Problem a:
Convert the records, from the line containing "Point out the coconut" through the end of the records, into a Markdown table with the columns Row and Line. Number each line in the Row column and leave out blank lines.

Selected extract:
- - - - - - -

Porthallow to Gillan

The walk follows the coast from Porthallow to Nare Point on the mouth of the Helford River, and then follows Gillan Creek to the beaches of Gillan and Flushing. From Gillan Beach, the walk joins bridleways and small lanes to Treglossick and then a final footpath through the woods and fields completes the circular route to Porthallow.

Vital statistics

  • OS Explorer: 103 (scan QR code on right to order from Amazon)
  • Distance: 4.4 miles/7.1 km
  • Grade: Moderate
  • Start from: Porthallow
  • Parking: Porthallow. Follow the B3293 to St Keverne. Turn left at the square and follow signs to Porthallow. Satnav: TR126PW
  • Recommended footwear: Walking boots

Maps for this walk

(dark blue corner = laminated version)

Highlights

  • Views along the coast and across Gillan Creek
  • Wildflowers throughout the spring and early summer

Adjoining walks

Directions

  1. With your back to the sea, make your way to the coast path sign at the top of the beach and turn right to follow the track along the front of the houses to reach a footpath signpost on the steps.

    As the name of the pub - the Five Pilchards - suggests, the port flourished during the heyday of pilchard fishing and a number of the buildings are relics of this. During mediaeval times, it was a major fishery, initially owned by an Abbey, and the pilchard fishery continued into Victorian times. In more recent times, Porthallow was largely owned by the Trelowarren Estate and the beach was still owned by the estate until the 1970s when it was purchased by the village. The placename is pronounced locally as "pralla".

  2. Climb the steps, passing the footpath signpost, and follow the path to reach a kissing gate in the field at the top of the cliff.

    In 1917 a convoy of cargo ships from Montreal successfully crossed the Atlantic to British waters and the Volnay sailed from Wales around Land's End on a course for Plymouth. The ship zig-zagged along the mineswept area in The Channel but one mine had been missed and this exploded against the cargo hold. The cargo hold that exploded was loaded with 18 pounder shrapnel shells, but remarkably these didn't detonate. The ship's engines weren't harmed and so the captain made a run for Falmouth. As he neared Porthallow, he realised that the ship would not make it to Falmouth and changed course for the nearest land, but the ship sank just half a mile from the shore. All the crew managed to abandon the ship and reach safety. The heavy shells sank, but a storm the next day brought much of the lighter cargo ashore. Much to the delight of the residents of the Lizard, Porthallow beach was 6 feet deep in cases of cigarettes, tea, coffee, meat, butter, jam and even potato crisps.

- - - - - - -

Problem b:
According to the walk description, how is the placename Porthallow pronounced locally?

- - - - - - -

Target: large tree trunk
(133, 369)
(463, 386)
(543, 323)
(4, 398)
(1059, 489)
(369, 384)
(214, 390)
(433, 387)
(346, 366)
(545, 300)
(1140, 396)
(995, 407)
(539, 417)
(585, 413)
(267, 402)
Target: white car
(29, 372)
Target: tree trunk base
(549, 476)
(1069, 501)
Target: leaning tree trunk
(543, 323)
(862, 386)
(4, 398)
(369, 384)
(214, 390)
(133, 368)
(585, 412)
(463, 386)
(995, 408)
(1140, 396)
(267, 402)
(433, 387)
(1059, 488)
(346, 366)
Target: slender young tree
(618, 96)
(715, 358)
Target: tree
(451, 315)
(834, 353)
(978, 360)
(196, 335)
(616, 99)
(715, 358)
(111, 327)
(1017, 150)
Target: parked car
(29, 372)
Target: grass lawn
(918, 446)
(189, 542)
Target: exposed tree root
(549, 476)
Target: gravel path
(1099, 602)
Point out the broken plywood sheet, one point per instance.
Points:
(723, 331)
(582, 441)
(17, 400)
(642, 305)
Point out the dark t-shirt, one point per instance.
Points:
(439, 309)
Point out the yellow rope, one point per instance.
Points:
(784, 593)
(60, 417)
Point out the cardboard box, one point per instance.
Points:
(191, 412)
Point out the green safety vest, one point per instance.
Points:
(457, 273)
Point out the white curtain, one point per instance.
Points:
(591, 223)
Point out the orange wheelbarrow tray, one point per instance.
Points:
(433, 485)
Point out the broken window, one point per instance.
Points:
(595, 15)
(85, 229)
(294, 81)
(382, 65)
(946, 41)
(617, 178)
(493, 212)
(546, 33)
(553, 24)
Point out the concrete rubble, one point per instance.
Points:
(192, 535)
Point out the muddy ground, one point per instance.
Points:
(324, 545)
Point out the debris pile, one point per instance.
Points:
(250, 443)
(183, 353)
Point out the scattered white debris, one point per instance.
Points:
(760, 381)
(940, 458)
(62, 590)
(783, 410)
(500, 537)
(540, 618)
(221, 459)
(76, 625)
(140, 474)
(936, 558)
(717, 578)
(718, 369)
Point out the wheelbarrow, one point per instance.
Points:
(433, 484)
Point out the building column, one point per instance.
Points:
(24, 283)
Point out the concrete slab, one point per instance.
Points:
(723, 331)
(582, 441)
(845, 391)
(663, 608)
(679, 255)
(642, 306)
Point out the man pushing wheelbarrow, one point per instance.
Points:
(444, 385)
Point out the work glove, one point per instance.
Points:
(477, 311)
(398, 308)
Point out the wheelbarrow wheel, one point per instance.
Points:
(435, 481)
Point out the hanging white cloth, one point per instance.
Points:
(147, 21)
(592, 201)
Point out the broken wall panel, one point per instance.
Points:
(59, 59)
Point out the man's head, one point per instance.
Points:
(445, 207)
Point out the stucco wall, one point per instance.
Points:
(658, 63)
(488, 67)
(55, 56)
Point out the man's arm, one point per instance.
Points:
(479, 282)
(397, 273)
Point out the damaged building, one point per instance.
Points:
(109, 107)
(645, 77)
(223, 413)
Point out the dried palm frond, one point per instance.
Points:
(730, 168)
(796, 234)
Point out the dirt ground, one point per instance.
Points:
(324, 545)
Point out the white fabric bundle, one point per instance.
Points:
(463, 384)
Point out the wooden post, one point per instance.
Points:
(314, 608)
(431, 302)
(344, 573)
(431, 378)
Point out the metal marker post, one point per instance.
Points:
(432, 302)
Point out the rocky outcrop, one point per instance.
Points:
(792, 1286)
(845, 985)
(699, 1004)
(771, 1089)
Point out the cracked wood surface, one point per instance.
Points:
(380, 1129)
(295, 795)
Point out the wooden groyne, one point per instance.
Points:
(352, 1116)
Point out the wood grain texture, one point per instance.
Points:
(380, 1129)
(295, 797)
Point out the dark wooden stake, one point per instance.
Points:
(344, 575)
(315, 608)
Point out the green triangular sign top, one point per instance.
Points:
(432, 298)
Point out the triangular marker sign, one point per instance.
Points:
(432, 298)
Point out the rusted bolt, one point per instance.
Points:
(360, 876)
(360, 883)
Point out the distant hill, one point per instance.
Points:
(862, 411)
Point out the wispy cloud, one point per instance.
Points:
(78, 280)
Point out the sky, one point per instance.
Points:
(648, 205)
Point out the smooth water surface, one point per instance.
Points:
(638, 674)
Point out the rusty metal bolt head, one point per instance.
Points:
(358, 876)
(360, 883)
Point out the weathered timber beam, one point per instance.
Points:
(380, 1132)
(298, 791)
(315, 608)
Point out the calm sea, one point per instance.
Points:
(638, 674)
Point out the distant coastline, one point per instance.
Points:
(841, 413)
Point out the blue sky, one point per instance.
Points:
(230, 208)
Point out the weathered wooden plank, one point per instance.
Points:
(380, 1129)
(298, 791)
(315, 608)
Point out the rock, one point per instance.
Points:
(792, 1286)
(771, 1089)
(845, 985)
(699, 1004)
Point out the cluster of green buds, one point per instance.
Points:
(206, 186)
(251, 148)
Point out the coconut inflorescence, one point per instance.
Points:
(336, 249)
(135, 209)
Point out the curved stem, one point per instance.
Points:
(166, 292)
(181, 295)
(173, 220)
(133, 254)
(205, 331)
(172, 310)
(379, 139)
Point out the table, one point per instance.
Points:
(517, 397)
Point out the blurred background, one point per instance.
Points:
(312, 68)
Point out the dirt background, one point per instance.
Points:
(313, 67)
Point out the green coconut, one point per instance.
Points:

- - - - - - -

Final answer a:
| Row | Line |
|---|---|
| 1 | Point out the coconut inflorescence, one point per instance. |
| 2 | Points: |
| 3 | (336, 249) |
| 4 | (135, 209) |
| 5 | Point out the curved stem, one point per instance. |
| 6 | Points: |
| 7 | (166, 292) |
| 8 | (181, 295) |
| 9 | (173, 220) |
| 10 | (133, 254) |
| 11 | (205, 331) |
| 12 | (172, 310) |
| 13 | (379, 139) |
| 14 | Point out the table, one point per instance. |
| 15 | Points: |
| 16 | (517, 397) |
| 17 | Point out the blurred background, one point per instance. |
| 18 | Points: |
| 19 | (312, 68) |
| 20 | Point out the dirt background, one point per instance. |
| 21 | Points: |
| 22 | (313, 67) |
| 23 | Point out the green coconut, one point per instance. |
| 24 | Points: |

Final answer b:
It is pronounced locally as "pralla".